Segmento di testo »
────────
Paure generalizzate o angoscia del soggetto?
La contemporaneità del mondo occidentale è caratterizzata, a livello sia collettivo che individuale, da un sempre più diffuso sentimento di paura: paura dell’invasione da parte dello straniero, paura dei terrorismi che uccidono in nome di culture estranee, per non dire della più recente paura di epidemie, che possono parassitare i nostri corpi e mettere in ginocchio il nostro stile di vita… L’uomo post-moderno appare vittima di una sorta di traumatismo universalizzato, ossessionato dalla paura e dal bisogno di sicurezza, nonostante viva da quasi un secolo in una civiltà che ha estromesso guerra e lotta per la sopravvivenza dal proprio orizzonte esperienziale, spingendole fuori dei propri confini geografici.
Sul piano della clinica, a questa paura generalizzata dell’Altro, fa eco un vertiginoso aumento di nuove forme del sintomo, caratterizzate da un cortocircuito sul corpo, da un diffuso attacco al legame e da una prevalenza di acting-out. Il corpo, e la sua semeiotica, passano dunque in primo piano, così come parallelamente la psiche e l’inconscio dei pazienti dell’oggi sembrano sparire dalla scena della cura.
Questi nuovi quadri clinici interrogano il discorso scientifico, che risponde simmetricamente, ponendo al centro il corpo-macchina, e il DSM di conseguenza crea nuovi “cluster” sintomatici, disturbi accomunati dalla presenza di “deficit”: del neurosviluppo, del controllo degli impulsi, dell’attenzione, e perché no, della “mentalizzazione”… deficit da saturare, funzioni da normalizzare. Ma se qualcosa, da sempre, manca, per il soggetto, non è forse questa perdita strutturale, ciò di cui tanto la scienza quanto il soggetto contemporaneo vorrebbero fare a meno, per sostituirla, appunto, con dei “deficit” funzionali, oggettivabili, che, come afferma Zizek, de-responsabilizzano il curante ed il paziente, “generando un immediato sollievo”?
────────
Righe tratte da un dataset »

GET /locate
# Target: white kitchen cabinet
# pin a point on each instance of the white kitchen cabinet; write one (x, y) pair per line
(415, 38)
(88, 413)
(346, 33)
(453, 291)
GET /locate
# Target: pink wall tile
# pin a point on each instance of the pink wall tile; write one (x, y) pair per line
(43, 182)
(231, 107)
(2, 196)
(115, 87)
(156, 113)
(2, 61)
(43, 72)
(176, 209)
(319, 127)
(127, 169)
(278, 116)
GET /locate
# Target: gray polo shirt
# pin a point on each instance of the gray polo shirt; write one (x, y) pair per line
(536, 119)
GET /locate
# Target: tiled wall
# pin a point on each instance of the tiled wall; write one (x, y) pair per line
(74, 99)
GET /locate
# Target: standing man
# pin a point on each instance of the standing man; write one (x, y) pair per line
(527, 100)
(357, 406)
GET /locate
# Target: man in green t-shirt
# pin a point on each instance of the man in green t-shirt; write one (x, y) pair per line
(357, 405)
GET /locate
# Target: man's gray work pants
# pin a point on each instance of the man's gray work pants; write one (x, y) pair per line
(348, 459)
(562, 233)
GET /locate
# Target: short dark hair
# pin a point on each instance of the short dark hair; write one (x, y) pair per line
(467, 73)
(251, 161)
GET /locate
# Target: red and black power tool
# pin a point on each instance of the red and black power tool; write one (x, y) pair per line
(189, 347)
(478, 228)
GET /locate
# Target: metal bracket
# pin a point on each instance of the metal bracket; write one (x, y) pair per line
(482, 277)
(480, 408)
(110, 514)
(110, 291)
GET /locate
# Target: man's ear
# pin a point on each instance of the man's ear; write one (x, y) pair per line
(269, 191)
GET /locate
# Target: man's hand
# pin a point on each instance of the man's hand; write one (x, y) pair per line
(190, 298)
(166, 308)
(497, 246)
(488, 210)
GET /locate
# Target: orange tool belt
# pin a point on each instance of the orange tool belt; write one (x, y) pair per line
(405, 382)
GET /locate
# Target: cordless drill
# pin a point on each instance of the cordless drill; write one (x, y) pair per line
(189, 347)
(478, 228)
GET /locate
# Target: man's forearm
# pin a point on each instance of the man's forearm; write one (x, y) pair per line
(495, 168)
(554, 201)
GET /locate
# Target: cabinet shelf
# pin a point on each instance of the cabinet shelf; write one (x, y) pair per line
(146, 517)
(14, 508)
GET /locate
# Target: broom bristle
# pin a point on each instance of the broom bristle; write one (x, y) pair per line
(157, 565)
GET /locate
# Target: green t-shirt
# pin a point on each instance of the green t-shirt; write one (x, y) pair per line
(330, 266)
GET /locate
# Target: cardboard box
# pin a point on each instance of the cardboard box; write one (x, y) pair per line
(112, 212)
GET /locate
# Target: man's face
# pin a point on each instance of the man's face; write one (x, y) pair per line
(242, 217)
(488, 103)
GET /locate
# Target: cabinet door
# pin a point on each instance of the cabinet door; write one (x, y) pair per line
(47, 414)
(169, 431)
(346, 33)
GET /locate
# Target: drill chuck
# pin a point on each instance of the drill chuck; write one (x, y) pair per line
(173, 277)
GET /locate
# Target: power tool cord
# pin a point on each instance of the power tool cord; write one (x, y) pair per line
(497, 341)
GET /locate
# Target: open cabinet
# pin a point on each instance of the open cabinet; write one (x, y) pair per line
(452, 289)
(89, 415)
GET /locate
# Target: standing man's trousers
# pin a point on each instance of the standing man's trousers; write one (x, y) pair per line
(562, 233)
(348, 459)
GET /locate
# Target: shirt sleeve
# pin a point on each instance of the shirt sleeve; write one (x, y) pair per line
────────
Requisiti del compito » Prosegui il testo sulla paura generalizzata e l'angoscia del soggetto, ripartendo subito dopo l'ultima frase. Le righe non hanno alcun legame con il testo.

Esito del compito »
Che relazione c’è fra la paura generalizzata dell’uomo contemporaneo – sempre più vittima di questi nuovi “traumatismi globali” – e l’angoscia del soggetto, segno di una mancanza strutturale che appare sempre meno tollerabile e simbolizzabile (J. Lacan, Sem. X) e che per questo oggi si traduce in una sintomatologia centrata sul reale del corpo? In che modo, ad esempio, il concetto freudiano di pulsione di morte può aiutarci a dar conto della ripetitività e resistenza alla cura di certe manifestazioni cliniche?
Corpo, paura, angoscia, trauma… significanti della contemporaneità, si pongono dunque al centro dell’interesse del discorso tecno-scientifico, ma anche di quello dello psicoanalista, che, specie quando opera in istituzione, deve porsi la questione se tentare di integrare le ipotesi delle neuroscienze nella propria teoria e pratica, o se ritenere l’ibridazione della psicoanalisi in un campo scientifico oggettivante, al contrario, foriera di potenziali, ulteriori impasses… Certo, i paradigmi di riferimento paiono profondamente distanti. Per la psicoanalisi l’essere umano non coincide con il corpo naturale, biologico, ma è corpo parlato, segnato dal linguaggio sin da subito: di fronte all’uomo “neuronale” delle tecnoscienze, corpo-oggetto trattato in una logica universalizzante, essa non può che rispondere con una clinica dell’uno-per-uno, proponendo una cura basata sulla soggettività, in cui fare “buon uso” dell’angoscia del parlessere e includere, nel transfert, anche l’intrattabile del godimento reale del corpo.